Prompt 1: In the listing, swap "Where can you find" for "Where is" in every line from the one containing "Where can you find the dark" through the one containing "pixel 213 245", and leave the rest unchanged. Return only those lines.

Supplied passage:
* START *

For long, it has been a frozen conflict of who has the right to the Artic and its potential resources. As warmer climate melts the ice and reshapes the area, a potential conflict in the Artic Sea between USA, Russia, Canada, Norway and Denmark is heating up.


The Arctic, and not the Middle East, will soon be on top of Russian-U.S. agenda, a Russian top diplomat says as the Arctic is about to be divided between the old rivals and a handful of other hopefuls. Credit: skeeze, Pixabay

It used to be an almost joyful and friendly conflict. Both Denmark and Canada claim the tiny Hans Island as theirs and both nations have put their flag up to claim the barren island. But both flags cannot stand and claiming territory at the same time. So, every now and then, Danish forces removes Canada’s flag to replace it with theirs and leave a bottle of schnapps and a sign saying “Welcome to the Danish Island”. Some time after, they can come back to a Canadian flag, a bottle of Canadian whiskey and a sign saying “Welcome to Canada”. 

The dispute had been going on since the 1930’s and both Canada and Denmark’s foreign ministers have regular been in talks, but so far no solution have been made. Even the military have been involved several times, but so far, the dispute has been seen more as friendly teasing.

Such light-hearted times seem now distant in the Arctic as Russia is building nuclear-powered ice breaker-giants and military bases. Meanwhile newly confirmed US secretary of state James Mattis – nicknamed “Mad Dog” – is saying that it’s “not to our advantage to leave any part of the world” to others at his confirmation hearing and Moscow’s Arctic moves has been described as “aggressive steps”. Meanwhile Canada, Denmark and Norway have not let go of their bid for their piece of the Arctic ice cake.

New thaw territory

One of the simple reasons for the conflict heating up now is climate changes. November last year, temperatures was about 20 degrees Celsius higher than normal figures from Danish Meteorological Institute showed. The warmer climate slashes the Arctic Sea ice, which in January this year averaged 13.38 million square kilometers, 260,000 square kilometers less than the year before, the previous lowest January level. Compared to the average from 1981 to 2010, 1.26 million square kilometers of ice – the size of South Africa – have disappeared.

This means new areas of the Arctic are now available – and potential oil and gas in billion-scale. But as in the curious case of Hans Island, it is not clear, who has the right to the Arctic. Denmark, Norway, Canada, Russia and US have all made claims to parts of the Arctic. The five countries all have their own Exclusive Economic Zone within 370 kilometers of their respective coastal line, but it still leaves huge sum of undiscovered resources and possibilities up in the air – or on the ice.

For instance has Denmark made in 2014 a grandiose bid for 895,000 sq km of the Arctic – about 20 times the size of its mainland – on behalf on Greenland.

“The submission of our claim to the continental shelf north of Greenland is a historic and important milestone for the Kingdom of Denmark,” Martin Lidegaard, the foreign minister, said at the time.

These claims were criticized by one of the world leading experts on Arctic sovereignty, Canadian professor at the University of British Columbia, Michael Byers: “It is ironic that the only country that right now could be said to be acting provocatively in the Arctic is Denmark. That is out of character with the country’s tradition of constructive diplomacy,” he told Danish paper Politiken back then.

* END *

Prompt 2: Which countries does the Arctic article say have made claims to parts of the Arctic?

Record extracts:

* START *

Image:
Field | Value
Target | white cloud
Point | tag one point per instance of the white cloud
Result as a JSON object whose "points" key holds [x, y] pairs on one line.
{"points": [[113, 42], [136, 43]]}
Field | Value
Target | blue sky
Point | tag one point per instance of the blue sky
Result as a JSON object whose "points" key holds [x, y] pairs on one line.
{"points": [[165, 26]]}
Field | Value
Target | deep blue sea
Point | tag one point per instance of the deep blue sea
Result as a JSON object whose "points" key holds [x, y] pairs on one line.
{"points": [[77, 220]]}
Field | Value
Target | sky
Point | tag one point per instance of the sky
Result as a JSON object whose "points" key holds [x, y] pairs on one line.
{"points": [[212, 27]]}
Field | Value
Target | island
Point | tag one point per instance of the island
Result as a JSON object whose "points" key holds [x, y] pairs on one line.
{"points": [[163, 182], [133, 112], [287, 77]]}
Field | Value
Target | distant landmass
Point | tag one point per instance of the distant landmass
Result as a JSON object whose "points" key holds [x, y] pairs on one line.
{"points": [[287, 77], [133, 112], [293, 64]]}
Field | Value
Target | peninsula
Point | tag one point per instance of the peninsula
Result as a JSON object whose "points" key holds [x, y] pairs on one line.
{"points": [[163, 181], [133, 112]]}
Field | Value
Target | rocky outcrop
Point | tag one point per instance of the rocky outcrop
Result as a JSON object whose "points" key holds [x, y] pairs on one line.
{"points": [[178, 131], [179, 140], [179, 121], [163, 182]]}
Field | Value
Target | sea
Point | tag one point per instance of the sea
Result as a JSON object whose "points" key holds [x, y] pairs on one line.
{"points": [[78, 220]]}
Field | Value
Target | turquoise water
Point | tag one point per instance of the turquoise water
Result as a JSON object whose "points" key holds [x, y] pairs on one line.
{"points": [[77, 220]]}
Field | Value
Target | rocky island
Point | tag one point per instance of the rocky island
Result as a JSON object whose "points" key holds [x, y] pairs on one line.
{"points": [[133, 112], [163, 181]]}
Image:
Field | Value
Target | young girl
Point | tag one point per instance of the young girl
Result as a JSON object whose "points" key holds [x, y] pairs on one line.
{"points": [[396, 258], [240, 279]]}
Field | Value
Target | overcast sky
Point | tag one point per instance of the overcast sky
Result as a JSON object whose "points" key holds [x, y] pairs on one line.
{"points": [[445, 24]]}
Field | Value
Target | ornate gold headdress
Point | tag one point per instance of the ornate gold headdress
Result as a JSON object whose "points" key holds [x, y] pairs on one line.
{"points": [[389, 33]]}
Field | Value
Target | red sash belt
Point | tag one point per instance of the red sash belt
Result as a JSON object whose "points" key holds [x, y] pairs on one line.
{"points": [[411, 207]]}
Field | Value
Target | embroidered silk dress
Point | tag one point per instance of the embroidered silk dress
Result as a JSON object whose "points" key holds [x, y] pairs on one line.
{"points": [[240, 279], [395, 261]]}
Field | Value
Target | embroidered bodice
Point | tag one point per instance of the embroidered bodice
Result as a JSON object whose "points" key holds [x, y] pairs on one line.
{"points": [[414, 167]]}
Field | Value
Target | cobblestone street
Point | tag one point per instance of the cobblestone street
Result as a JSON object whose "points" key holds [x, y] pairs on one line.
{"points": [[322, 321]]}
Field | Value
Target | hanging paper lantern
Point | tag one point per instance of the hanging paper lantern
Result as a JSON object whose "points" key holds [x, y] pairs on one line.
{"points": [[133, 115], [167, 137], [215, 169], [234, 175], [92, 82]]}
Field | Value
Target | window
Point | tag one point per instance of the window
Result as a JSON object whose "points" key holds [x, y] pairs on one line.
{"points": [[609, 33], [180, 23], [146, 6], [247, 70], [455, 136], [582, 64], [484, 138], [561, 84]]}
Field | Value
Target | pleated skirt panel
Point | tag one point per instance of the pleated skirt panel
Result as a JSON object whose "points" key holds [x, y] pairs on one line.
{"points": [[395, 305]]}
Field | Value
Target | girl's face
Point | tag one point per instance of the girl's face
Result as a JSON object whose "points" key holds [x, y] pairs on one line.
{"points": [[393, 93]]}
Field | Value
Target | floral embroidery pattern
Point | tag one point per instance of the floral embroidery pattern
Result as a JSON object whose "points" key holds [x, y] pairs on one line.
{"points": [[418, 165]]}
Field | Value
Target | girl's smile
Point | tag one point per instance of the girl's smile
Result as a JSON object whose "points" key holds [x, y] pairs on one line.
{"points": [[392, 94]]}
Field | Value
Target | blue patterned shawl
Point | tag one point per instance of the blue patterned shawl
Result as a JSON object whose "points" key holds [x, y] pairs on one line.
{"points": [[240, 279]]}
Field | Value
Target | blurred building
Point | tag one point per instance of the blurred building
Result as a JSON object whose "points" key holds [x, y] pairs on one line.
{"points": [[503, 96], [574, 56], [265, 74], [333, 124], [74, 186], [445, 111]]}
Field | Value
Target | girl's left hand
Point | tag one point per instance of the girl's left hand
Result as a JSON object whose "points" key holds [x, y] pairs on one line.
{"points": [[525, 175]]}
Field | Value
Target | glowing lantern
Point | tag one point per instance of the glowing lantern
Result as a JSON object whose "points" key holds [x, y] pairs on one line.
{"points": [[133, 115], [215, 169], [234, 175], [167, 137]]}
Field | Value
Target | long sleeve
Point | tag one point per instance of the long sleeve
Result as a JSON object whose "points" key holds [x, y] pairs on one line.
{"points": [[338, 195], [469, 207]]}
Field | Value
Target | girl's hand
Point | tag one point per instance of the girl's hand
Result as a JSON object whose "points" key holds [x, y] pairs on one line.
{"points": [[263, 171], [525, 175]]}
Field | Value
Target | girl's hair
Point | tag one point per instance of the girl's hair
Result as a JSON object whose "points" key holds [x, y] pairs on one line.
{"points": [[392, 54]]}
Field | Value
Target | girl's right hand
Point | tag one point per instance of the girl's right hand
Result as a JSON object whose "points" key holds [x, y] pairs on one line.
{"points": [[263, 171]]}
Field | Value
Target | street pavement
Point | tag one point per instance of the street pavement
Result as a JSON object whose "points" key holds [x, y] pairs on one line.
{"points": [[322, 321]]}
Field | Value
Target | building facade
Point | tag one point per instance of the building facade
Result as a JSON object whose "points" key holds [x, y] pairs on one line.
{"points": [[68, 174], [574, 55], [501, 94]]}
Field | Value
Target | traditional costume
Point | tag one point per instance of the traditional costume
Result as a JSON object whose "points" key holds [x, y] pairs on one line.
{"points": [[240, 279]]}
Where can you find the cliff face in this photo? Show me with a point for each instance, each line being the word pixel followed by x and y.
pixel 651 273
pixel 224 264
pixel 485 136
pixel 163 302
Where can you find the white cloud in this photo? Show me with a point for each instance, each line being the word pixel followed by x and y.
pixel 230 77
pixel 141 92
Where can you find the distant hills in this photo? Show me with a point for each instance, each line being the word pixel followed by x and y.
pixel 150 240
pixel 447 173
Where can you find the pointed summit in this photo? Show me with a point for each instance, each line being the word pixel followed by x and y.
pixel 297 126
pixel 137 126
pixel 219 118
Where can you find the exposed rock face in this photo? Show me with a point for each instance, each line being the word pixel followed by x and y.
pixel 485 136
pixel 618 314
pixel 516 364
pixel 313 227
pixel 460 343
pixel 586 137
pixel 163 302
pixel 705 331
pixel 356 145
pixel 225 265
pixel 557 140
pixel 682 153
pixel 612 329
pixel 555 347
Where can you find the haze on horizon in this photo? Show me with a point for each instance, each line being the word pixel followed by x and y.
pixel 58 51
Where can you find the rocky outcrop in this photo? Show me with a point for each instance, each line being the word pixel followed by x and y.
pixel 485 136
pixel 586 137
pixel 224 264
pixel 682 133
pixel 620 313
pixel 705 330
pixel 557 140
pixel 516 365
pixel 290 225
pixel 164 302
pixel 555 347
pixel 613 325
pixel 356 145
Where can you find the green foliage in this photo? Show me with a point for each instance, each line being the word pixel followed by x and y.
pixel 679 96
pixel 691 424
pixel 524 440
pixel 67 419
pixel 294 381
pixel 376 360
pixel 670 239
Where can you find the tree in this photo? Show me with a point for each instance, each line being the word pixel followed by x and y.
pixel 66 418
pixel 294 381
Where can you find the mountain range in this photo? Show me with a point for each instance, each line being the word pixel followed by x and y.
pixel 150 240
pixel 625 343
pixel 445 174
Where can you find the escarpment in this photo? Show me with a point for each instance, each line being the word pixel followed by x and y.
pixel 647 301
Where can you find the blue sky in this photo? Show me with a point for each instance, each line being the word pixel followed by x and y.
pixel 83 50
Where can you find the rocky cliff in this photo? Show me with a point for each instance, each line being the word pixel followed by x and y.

* END *
* START *

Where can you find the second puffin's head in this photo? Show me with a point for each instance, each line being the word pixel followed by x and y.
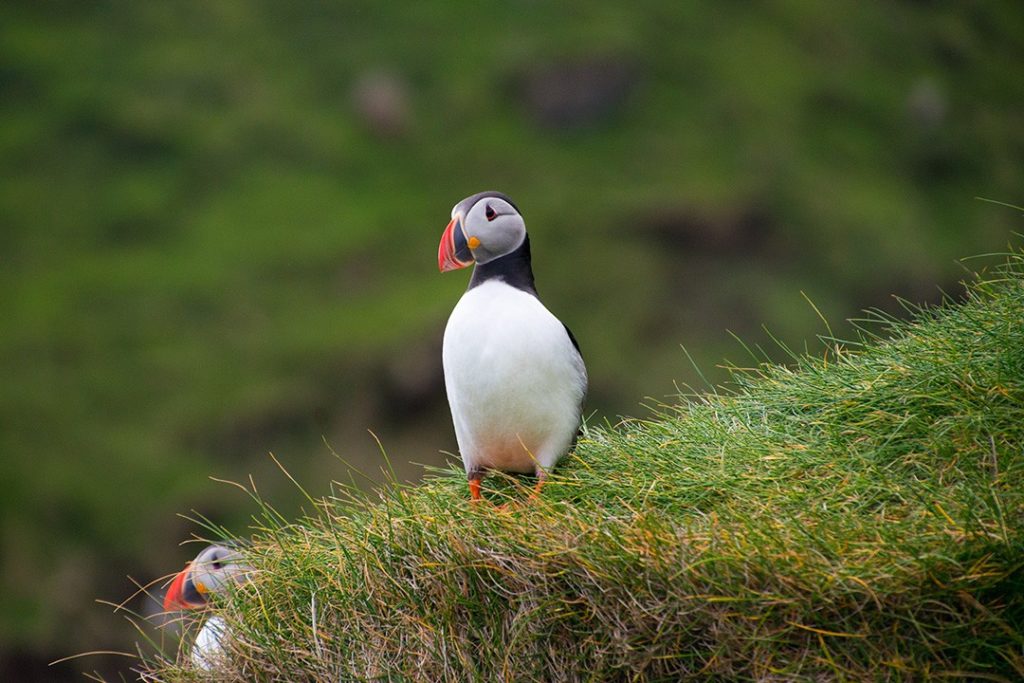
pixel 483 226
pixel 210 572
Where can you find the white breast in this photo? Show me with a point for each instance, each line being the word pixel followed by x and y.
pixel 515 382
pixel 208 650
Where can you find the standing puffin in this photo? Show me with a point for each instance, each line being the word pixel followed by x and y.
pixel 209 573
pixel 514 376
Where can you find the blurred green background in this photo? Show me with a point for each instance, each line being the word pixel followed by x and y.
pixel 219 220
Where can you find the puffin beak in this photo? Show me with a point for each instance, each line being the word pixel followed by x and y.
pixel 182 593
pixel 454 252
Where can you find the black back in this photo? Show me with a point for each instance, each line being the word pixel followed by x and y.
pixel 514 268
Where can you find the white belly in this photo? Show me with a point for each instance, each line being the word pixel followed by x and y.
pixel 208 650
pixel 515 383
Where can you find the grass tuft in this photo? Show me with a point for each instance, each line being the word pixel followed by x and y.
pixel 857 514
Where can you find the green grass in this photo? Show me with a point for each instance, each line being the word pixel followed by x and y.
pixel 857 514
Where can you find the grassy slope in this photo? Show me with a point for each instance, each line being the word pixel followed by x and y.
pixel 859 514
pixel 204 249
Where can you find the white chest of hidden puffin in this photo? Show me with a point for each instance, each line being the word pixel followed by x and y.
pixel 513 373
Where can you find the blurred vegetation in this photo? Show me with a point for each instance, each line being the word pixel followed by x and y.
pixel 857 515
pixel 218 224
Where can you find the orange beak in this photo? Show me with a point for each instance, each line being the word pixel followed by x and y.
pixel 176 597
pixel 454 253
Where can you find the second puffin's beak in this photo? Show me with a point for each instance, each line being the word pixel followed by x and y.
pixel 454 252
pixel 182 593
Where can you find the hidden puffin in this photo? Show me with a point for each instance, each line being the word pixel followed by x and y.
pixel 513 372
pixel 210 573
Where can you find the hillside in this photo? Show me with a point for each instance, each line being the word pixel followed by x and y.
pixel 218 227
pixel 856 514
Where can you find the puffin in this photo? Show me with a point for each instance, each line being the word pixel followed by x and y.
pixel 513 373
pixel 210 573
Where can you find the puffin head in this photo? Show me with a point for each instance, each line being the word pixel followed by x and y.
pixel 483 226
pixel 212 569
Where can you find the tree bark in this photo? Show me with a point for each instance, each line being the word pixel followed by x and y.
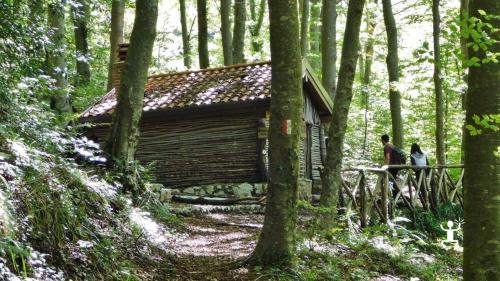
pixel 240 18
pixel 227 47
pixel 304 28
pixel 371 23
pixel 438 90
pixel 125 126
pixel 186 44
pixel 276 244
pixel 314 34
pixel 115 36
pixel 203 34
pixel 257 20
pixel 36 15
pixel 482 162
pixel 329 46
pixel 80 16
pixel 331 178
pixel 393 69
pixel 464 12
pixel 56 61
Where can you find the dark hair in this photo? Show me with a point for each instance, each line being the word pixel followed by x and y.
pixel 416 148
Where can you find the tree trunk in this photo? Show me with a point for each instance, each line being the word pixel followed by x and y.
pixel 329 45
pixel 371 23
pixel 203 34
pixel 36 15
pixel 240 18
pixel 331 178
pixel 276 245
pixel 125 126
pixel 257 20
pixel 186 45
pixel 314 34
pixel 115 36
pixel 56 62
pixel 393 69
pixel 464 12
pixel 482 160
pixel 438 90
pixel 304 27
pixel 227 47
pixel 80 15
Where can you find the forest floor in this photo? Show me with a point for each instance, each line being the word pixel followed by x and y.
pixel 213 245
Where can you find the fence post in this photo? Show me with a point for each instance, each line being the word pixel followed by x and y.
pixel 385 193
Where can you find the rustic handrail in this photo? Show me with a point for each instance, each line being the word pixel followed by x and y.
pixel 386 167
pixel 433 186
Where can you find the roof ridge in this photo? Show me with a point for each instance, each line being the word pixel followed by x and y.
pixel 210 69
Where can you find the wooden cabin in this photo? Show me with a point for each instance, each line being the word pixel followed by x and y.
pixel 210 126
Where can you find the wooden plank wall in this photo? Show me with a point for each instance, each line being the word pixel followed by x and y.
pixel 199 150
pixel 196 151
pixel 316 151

* END *

Exercise answer 1:
Where is the dark hair in this photo? Show me with a point for each instance, each line being the word pixel followed by x and y.
pixel 416 148
Where is the tree trunk in this photo? Show me with a point for each instance, each line being the word pixel followed by x and y.
pixel 329 45
pixel 371 23
pixel 203 34
pixel 36 15
pixel 240 18
pixel 331 178
pixel 276 245
pixel 125 126
pixel 257 20
pixel 186 45
pixel 314 34
pixel 115 36
pixel 56 62
pixel 393 69
pixel 464 12
pixel 482 160
pixel 438 90
pixel 304 27
pixel 227 47
pixel 80 15
Where is the forest floor in this photo? Show me with a point for each instance, each line being the word pixel followed by x and y.
pixel 213 245

Exercise answer 2: Denmark, Norway, Canada, Russia, US